▶ **Work to complete**
Reproduce the data below word for word, from the first line to the last, changing nothing.

[Excerpts of bounding box data]
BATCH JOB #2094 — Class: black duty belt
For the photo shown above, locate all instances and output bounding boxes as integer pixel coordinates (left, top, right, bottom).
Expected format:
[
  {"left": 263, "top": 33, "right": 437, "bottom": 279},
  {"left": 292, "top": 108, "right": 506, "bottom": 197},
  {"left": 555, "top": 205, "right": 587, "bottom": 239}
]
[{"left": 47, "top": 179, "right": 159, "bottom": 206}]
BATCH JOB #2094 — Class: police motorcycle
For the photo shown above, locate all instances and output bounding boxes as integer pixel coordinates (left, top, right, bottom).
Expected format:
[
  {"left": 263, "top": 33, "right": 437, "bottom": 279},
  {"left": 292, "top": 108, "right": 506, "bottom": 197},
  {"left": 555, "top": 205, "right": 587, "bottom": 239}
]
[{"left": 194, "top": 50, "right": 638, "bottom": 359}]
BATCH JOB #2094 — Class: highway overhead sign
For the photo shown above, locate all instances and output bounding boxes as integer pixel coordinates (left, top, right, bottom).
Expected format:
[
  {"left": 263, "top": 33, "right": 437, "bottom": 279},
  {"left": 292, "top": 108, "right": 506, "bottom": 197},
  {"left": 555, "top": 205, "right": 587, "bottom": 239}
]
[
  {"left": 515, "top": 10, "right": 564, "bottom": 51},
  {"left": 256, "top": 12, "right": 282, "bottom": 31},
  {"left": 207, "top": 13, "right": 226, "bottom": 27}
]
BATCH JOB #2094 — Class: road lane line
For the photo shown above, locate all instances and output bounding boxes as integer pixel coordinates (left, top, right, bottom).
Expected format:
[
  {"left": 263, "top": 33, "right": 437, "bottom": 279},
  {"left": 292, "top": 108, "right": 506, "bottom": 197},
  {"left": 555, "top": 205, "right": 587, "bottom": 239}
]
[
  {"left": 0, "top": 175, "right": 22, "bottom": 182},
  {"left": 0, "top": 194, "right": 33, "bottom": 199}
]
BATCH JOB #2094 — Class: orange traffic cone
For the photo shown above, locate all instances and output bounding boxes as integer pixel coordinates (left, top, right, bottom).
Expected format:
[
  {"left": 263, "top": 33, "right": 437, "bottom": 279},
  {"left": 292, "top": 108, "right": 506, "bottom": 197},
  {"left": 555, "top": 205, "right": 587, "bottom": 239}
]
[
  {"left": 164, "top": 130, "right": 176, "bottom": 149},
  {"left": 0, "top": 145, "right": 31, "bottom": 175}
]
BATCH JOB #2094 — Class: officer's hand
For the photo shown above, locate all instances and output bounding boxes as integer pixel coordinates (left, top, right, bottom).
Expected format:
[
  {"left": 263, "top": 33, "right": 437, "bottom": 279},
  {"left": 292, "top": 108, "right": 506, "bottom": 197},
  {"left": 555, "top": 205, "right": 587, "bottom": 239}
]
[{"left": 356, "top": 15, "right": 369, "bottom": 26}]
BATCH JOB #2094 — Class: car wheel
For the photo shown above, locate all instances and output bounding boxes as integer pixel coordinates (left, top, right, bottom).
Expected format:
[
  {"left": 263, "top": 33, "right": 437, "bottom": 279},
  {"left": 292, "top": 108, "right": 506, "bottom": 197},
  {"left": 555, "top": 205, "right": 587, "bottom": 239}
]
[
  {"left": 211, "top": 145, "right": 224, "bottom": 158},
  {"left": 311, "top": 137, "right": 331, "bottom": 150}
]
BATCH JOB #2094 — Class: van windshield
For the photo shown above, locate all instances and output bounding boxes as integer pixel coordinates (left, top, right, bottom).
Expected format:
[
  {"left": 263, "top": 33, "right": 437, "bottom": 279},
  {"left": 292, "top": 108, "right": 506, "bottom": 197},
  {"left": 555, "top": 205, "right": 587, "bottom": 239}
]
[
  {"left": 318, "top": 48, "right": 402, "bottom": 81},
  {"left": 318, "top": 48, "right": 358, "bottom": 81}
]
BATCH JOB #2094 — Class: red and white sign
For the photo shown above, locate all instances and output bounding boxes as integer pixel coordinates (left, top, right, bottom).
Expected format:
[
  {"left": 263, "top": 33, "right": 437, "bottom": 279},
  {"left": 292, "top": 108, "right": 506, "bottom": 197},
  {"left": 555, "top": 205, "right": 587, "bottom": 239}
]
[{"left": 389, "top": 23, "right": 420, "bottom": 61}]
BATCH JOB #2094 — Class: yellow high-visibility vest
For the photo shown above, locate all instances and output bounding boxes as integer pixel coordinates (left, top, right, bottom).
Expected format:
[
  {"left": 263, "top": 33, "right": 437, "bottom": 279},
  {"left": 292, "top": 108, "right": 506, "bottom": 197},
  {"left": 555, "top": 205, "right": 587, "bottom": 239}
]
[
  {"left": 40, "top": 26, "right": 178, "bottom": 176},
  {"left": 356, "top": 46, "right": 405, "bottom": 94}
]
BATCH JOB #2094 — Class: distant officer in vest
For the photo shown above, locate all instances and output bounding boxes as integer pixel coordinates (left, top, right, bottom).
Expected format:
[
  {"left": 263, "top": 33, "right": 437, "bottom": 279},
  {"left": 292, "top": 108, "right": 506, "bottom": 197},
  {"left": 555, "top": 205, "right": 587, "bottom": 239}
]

▶ **Complete response**
BATCH JOB #2094 — Class: black duty belt
For the photo shown above, locate all instances and output bounding boxes as integer pixel coordinates (left, top, right, bottom).
Expected format:
[
  {"left": 263, "top": 33, "right": 437, "bottom": 279},
  {"left": 292, "top": 108, "right": 506, "bottom": 197},
  {"left": 555, "top": 205, "right": 587, "bottom": 239}
]
[{"left": 47, "top": 179, "right": 159, "bottom": 206}]
BATCH JOB #2094 — Class: police motorcycle
For the photo shown above, locate all instances and output bounding boxes as integer pixel coordinates (left, top, right, bottom).
Expected format:
[
  {"left": 263, "top": 33, "right": 437, "bottom": 279},
  {"left": 292, "top": 108, "right": 506, "bottom": 197},
  {"left": 555, "top": 205, "right": 587, "bottom": 239}
]
[{"left": 194, "top": 50, "right": 638, "bottom": 359}]
BATCH JOB #2094 — Class: highway overhead sign
For the photo shown above, locate all instances and output bounding boxes as integer pixel coordinates (left, top, right, bottom).
Expected format:
[
  {"left": 263, "top": 33, "right": 437, "bottom": 279},
  {"left": 292, "top": 108, "right": 506, "bottom": 197},
  {"left": 555, "top": 205, "right": 587, "bottom": 239}
]
[
  {"left": 515, "top": 10, "right": 564, "bottom": 51},
  {"left": 256, "top": 12, "right": 282, "bottom": 31},
  {"left": 207, "top": 13, "right": 226, "bottom": 27}
]
BATCH JOB #2094 — Class: road lane line
For the photo shown above, locate all instances and output bounding boxes as integer pixel coordinates (left, top, right, bottom).
Expected format:
[
  {"left": 263, "top": 33, "right": 437, "bottom": 279},
  {"left": 292, "top": 108, "right": 506, "bottom": 197},
  {"left": 555, "top": 205, "right": 587, "bottom": 239}
]
[
  {"left": 0, "top": 175, "right": 22, "bottom": 182},
  {"left": 0, "top": 194, "right": 33, "bottom": 199}
]
BATCH JOB #2094 — Class: orange traffic cone
For the photo shown above, locate all instances and output bounding boxes as integer pixel coordinates (left, top, right, bottom).
Expected format:
[
  {"left": 263, "top": 33, "right": 437, "bottom": 279},
  {"left": 292, "top": 108, "right": 506, "bottom": 197},
  {"left": 555, "top": 205, "right": 587, "bottom": 239}
]
[
  {"left": 164, "top": 130, "right": 176, "bottom": 149},
  {"left": 0, "top": 145, "right": 31, "bottom": 175}
]
BATCH JOB #2094 — Class: officer's hand
For the photo shown above, locate all instances and output bounding boxes as integer pixel coordinates (left, top, right, bottom).
Expected format:
[
  {"left": 263, "top": 33, "right": 437, "bottom": 279},
  {"left": 292, "top": 108, "right": 506, "bottom": 197},
  {"left": 555, "top": 205, "right": 587, "bottom": 239}
]
[{"left": 356, "top": 15, "right": 369, "bottom": 26}]
BATCH JOB #2094 — Class: car wheel
For the photo shown above, locate all instances and output bounding boxes as integer pixel coordinates (left, top, right, bottom).
Expected format:
[
  {"left": 263, "top": 33, "right": 437, "bottom": 279},
  {"left": 292, "top": 108, "right": 506, "bottom": 197},
  {"left": 555, "top": 205, "right": 587, "bottom": 239}
]
[
  {"left": 211, "top": 145, "right": 224, "bottom": 158},
  {"left": 311, "top": 137, "right": 331, "bottom": 150}
]
BATCH JOB #2094 — Class: van windshield
For the photo shown above, locate all instances and output bounding boxes as integer pixel coordinates (left, top, right, bottom).
Expected format:
[
  {"left": 263, "top": 33, "right": 437, "bottom": 279},
  {"left": 292, "top": 108, "right": 506, "bottom": 197},
  {"left": 555, "top": 205, "right": 587, "bottom": 239}
]
[
  {"left": 318, "top": 48, "right": 402, "bottom": 81},
  {"left": 318, "top": 48, "right": 358, "bottom": 81}
]
BATCH JOB #2094 — Class: red and white sign
For the photo shown above, locate all instances and output bounding boxes as integer pixel coordinates (left, top, right, bottom).
Expected format:
[
  {"left": 263, "top": 33, "right": 437, "bottom": 279},
  {"left": 292, "top": 108, "right": 506, "bottom": 197},
  {"left": 555, "top": 205, "right": 587, "bottom": 239}
]
[{"left": 389, "top": 23, "right": 420, "bottom": 61}]
BATCH JOB #2094 — Class: yellow high-visibility vest
For the photo shown above, locate all instances and output bounding boxes as integer pixel coordinates (left, top, right, bottom).
Expected format:
[
  {"left": 263, "top": 33, "right": 437, "bottom": 279},
  {"left": 292, "top": 108, "right": 506, "bottom": 197},
  {"left": 555, "top": 205, "right": 587, "bottom": 239}
]
[
  {"left": 40, "top": 26, "right": 178, "bottom": 176},
  {"left": 356, "top": 46, "right": 405, "bottom": 94}
]
BATCH JOB #2094 — Class: distant officer in vest
For the photo shown above, locate all instances and output bounding boxes as integer pixel coordinates (left, top, right, bottom).
Expected format:
[
  {"left": 263, "top": 33, "right": 437, "bottom": 279},
  {"left": 292, "top": 108, "right": 506, "bottom": 197},
  {"left": 555, "top": 205, "right": 587, "bottom": 239}
]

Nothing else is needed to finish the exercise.